→ WHAT IS REQUIRED:
Copy exactly. Include the line containing "328L210 318H177L161 340L151", every line after it, and the last line below, but no pictures.

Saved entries
[Start of Attachment]
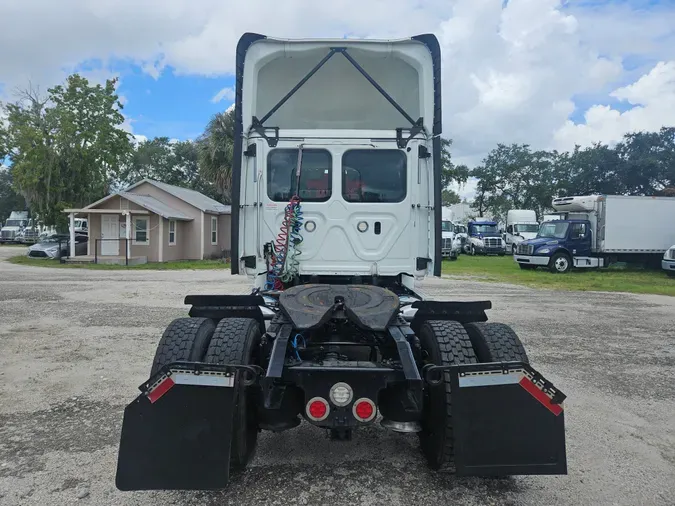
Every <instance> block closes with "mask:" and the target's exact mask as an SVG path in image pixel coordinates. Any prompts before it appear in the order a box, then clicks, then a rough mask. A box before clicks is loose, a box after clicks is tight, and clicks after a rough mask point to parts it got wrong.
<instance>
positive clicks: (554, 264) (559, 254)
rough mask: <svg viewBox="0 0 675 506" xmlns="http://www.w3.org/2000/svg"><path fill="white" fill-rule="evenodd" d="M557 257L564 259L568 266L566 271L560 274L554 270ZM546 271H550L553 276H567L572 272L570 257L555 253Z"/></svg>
mask: <svg viewBox="0 0 675 506" xmlns="http://www.w3.org/2000/svg"><path fill="white" fill-rule="evenodd" d="M558 257H566V258H567V262H568V265H569V266H568V267H567V270H566V271H565V272H560V271H559V270H558V269H556V268H555V261H556V259H557V258H558ZM548 270H549V271H551V272H552V273H553V274H567V273H569V272H570V271H571V270H572V259H571V258H570V256H569V255H568V254H567V253H562V252H560V253H556V254H555V255H553V257H551V261H550V263H549V264H548Z"/></svg>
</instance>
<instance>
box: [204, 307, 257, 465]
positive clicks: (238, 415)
mask: <svg viewBox="0 0 675 506" xmlns="http://www.w3.org/2000/svg"><path fill="white" fill-rule="evenodd" d="M260 339H261V334H260V325H259V324H258V322H257V321H256V320H254V319H252V318H223V319H222V320H220V322H219V323H218V326H217V327H216V330H215V332H214V333H213V337H212V338H211V344H210V345H209V348H208V350H207V352H206V358H205V359H204V362H207V363H209V364H232V365H260ZM235 389H236V390H235V393H234V404H233V417H234V419H233V424H232V448H231V450H230V469H231V470H232V471H235V472H236V471H241V470H243V469H244V468H245V467H246V466H247V465H248V463H249V462H250V461H251V458H253V454H254V453H255V449H256V446H257V443H258V420H257V415H256V411H257V407H258V403H259V402H261V395H262V393H261V391H260V387H259V386H257V385H252V386H249V387H246V386H244V385H242V384H241V380H240V381H239V382H238V384H237V385H236V387H235Z"/></svg>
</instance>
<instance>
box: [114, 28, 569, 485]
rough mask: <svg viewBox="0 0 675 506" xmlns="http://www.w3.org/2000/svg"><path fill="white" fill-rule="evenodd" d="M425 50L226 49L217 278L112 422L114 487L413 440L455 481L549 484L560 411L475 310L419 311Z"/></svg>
mask: <svg viewBox="0 0 675 506" xmlns="http://www.w3.org/2000/svg"><path fill="white" fill-rule="evenodd" d="M440 62H441V58H440V50H439V45H438V42H437V40H436V39H435V37H434V36H431V35H422V36H419V37H413V38H409V39H402V40H395V41H363V40H299V41H298V40H282V39H272V38H268V37H265V36H262V35H257V34H245V35H244V36H243V37H242V38H241V40H240V42H239V46H238V48H237V67H236V68H237V84H236V108H235V111H236V141H237V144H236V146H235V166H234V175H233V189H234V191H233V194H234V199H233V200H234V201H233V205H232V209H233V215H232V219H233V223H232V250H233V251H232V272H233V273H234V274H244V273H245V274H247V275H249V276H250V277H251V278H252V281H253V283H252V284H253V289H252V292H251V294H249V295H192V296H187V297H186V299H185V303H186V304H188V305H190V306H191V307H190V310H189V317H186V318H179V319H177V320H174V321H173V322H172V323H171V324H170V325H169V327H168V328H167V329H166V331H165V332H164V334H163V336H162V338H161V339H160V342H159V345H158V348H157V352H156V354H155V359H154V361H153V365H152V368H151V371H150V378H149V379H148V380H147V381H146V382H145V383H144V384H143V385H141V387H140V390H141V393H140V395H139V396H138V397H137V398H136V400H135V401H133V402H132V403H131V404H129V405H128V406H127V408H126V409H125V415H124V423H123V427H122V436H121V441H120V451H119V459H118V470H117V478H116V480H117V486H118V488H120V489H122V490H138V489H176V488H182V489H214V488H223V487H225V486H226V485H227V483H228V480H229V477H230V474H231V473H236V472H239V471H241V470H242V469H243V468H245V467H246V466H247V465H248V463H249V462H250V460H251V458H252V456H253V452H254V450H255V448H256V444H257V439H258V433H259V432H260V431H262V430H267V431H271V432H282V431H286V430H293V429H294V428H295V427H297V426H298V425H299V424H300V423H302V422H303V421H304V423H308V424H311V425H314V426H315V427H317V430H318V428H320V429H323V430H325V431H326V432H327V433H328V434H329V435H330V436H331V438H332V439H333V440H339V441H344V440H350V439H351V438H352V436H353V434H354V433H356V432H357V431H358V430H359V429H361V428H364V427H367V426H369V425H372V424H374V423H379V425H380V426H381V427H383V428H385V429H386V430H390V431H395V432H399V433H410V434H416V435H417V437H418V438H419V443H420V447H421V450H422V453H423V454H424V456H425V458H426V460H427V462H428V463H429V466H430V467H431V468H433V469H441V468H446V467H450V468H452V469H454V470H455V471H456V472H457V473H458V474H460V475H474V476H475V475H509V474H565V473H566V471H567V462H566V453H565V435H564V409H563V401H564V399H565V395H564V394H563V393H562V392H560V390H558V389H557V388H556V387H555V386H553V385H552V384H551V383H550V382H549V381H547V380H546V379H544V377H543V376H542V375H541V374H540V373H538V372H537V371H536V370H535V369H534V368H533V367H532V366H531V365H530V363H529V360H528V357H527V353H526V352H525V349H524V347H523V345H522V343H521V342H520V339H519V338H518V336H517V335H516V334H515V332H514V331H513V330H512V329H511V328H510V327H508V326H507V325H504V324H500V323H487V319H488V318H487V313H486V311H487V310H489V309H490V308H491V303H490V302H489V301H475V302H437V301H429V300H425V299H424V297H423V296H422V295H421V294H420V293H419V290H418V289H417V288H416V281H417V280H419V279H421V278H423V277H424V276H425V275H427V274H432V273H433V274H434V275H437V276H438V275H440V271H441V243H440V238H441V212H440V209H441V196H440V176H441V166H440V163H441V158H440V137H439V136H440V133H441V103H440V86H441V83H440V75H441V69H440Z"/></svg>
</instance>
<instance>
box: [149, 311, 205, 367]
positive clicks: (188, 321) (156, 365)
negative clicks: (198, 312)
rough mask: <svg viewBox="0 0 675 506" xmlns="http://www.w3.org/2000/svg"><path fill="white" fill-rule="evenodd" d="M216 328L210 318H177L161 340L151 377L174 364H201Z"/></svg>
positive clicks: (154, 361) (157, 351)
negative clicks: (209, 342) (179, 362)
mask: <svg viewBox="0 0 675 506" xmlns="http://www.w3.org/2000/svg"><path fill="white" fill-rule="evenodd" d="M215 328H216V326H215V325H214V323H213V320H211V319H209V318H177V319H176V320H174V321H172V322H171V323H170V324H169V326H168V327H167V328H166V330H165V331H164V333H163V334H162V338H161V339H160V340H159V344H158V345H157V351H156V352H155V358H154V360H153V361H152V368H151V369H150V375H151V376H152V375H154V374H155V373H156V372H157V371H159V370H160V369H161V368H162V367H163V366H165V365H166V364H170V363H172V362H178V361H188V362H201V361H202V359H203V358H204V354H205V353H206V349H207V348H208V346H209V341H210V340H211V336H212V335H213V331H214V329H215Z"/></svg>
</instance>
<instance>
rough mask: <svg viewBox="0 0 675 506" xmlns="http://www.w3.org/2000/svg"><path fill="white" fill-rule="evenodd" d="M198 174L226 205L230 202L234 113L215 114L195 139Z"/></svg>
mask: <svg viewBox="0 0 675 506" xmlns="http://www.w3.org/2000/svg"><path fill="white" fill-rule="evenodd" d="M197 154H198V162H199V173H200V175H201V176H202V178H203V179H204V180H205V181H207V182H209V183H211V184H212V185H213V186H214V187H215V188H216V190H217V192H218V193H219V194H220V196H221V198H222V200H224V201H225V202H227V203H230V202H231V201H232V158H233V155H234V111H226V112H220V113H217V114H215V115H214V116H213V117H212V118H211V120H210V121H209V123H208V124H207V125H206V129H205V131H204V133H203V134H202V135H201V136H200V137H199V139H197Z"/></svg>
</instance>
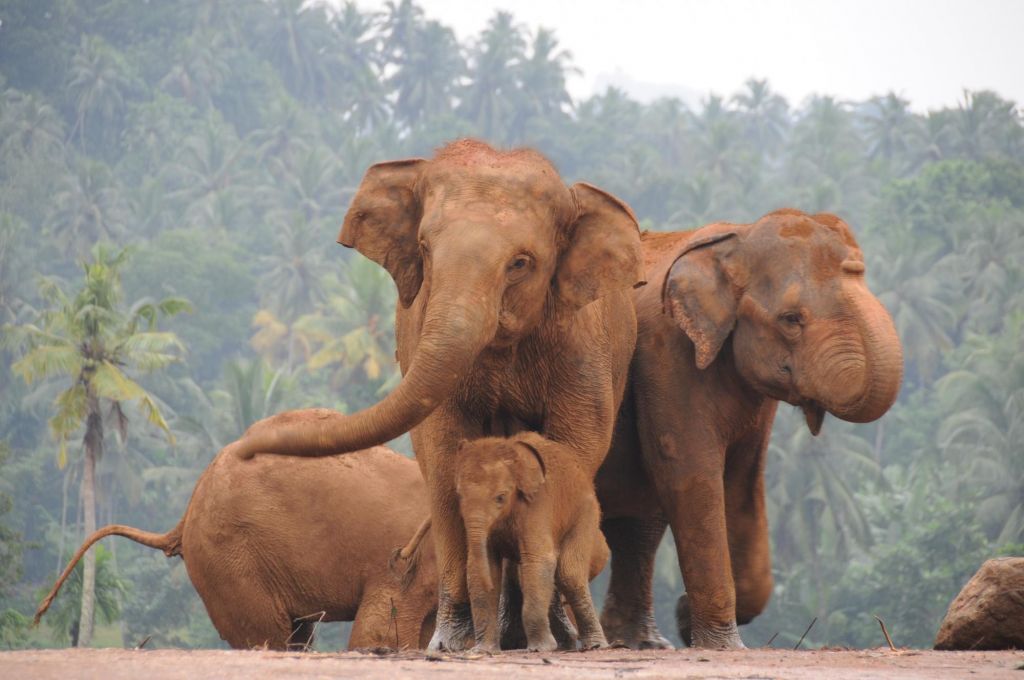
[End of Attachment]
→ ANSWER:
rough mask: <svg viewBox="0 0 675 506" xmlns="http://www.w3.org/2000/svg"><path fill="white" fill-rule="evenodd" d="M216 328L210 318H177L161 340L151 377L174 364H201Z"/></svg>
positive clicks: (154, 361) (157, 351)
negative clicks: (209, 342) (179, 362)
mask: <svg viewBox="0 0 675 506" xmlns="http://www.w3.org/2000/svg"><path fill="white" fill-rule="evenodd" d="M215 328H216V326H215V325H214V323H213V320H211V319H209V318H177V319H176V320H174V321H172V322H171V323H170V324H169V326H168V327H167V328H166V330H165V331H164V333H163V334H162V338H161V339H160V340H159V344H158V345H157V351H156V352H155V358H154V360H153V361H152V368H151V369H150V375H151V376H152V375H154V374H155V373H156V372H157V371H159V370H160V369H161V368H162V367H163V366H165V365H166V364H170V363H172V362H178V361H188V362H201V361H202V359H203V358H204V354H205V353H206V349H207V348H208V346H209V341H210V340H211V336H212V335H213V331H214V329H215Z"/></svg>
</instance>
<instance>
rough mask: <svg viewBox="0 0 675 506" xmlns="http://www.w3.org/2000/svg"><path fill="white" fill-rule="evenodd" d="M198 174L226 205L230 202L234 113L215 114L195 139Z"/></svg>
mask: <svg viewBox="0 0 675 506" xmlns="http://www.w3.org/2000/svg"><path fill="white" fill-rule="evenodd" d="M197 154H198V162H199V173H200V175H201V176H202V178H203V179H204V180H205V181H207V182H209V183H211V184H212V185H213V186H214V187H215V188H216V190H217V192H218V193H219V194H220V196H221V198H222V200H224V201H225V202H227V203H230V202H231V201H232V158H233V155H234V111H226V112H220V113H217V114H215V115H214V116H213V117H212V118H211V120H210V121H209V123H208V124H207V125H206V129H205V131H204V133H203V134H202V135H201V136H200V137H199V139H197Z"/></svg>
</instance>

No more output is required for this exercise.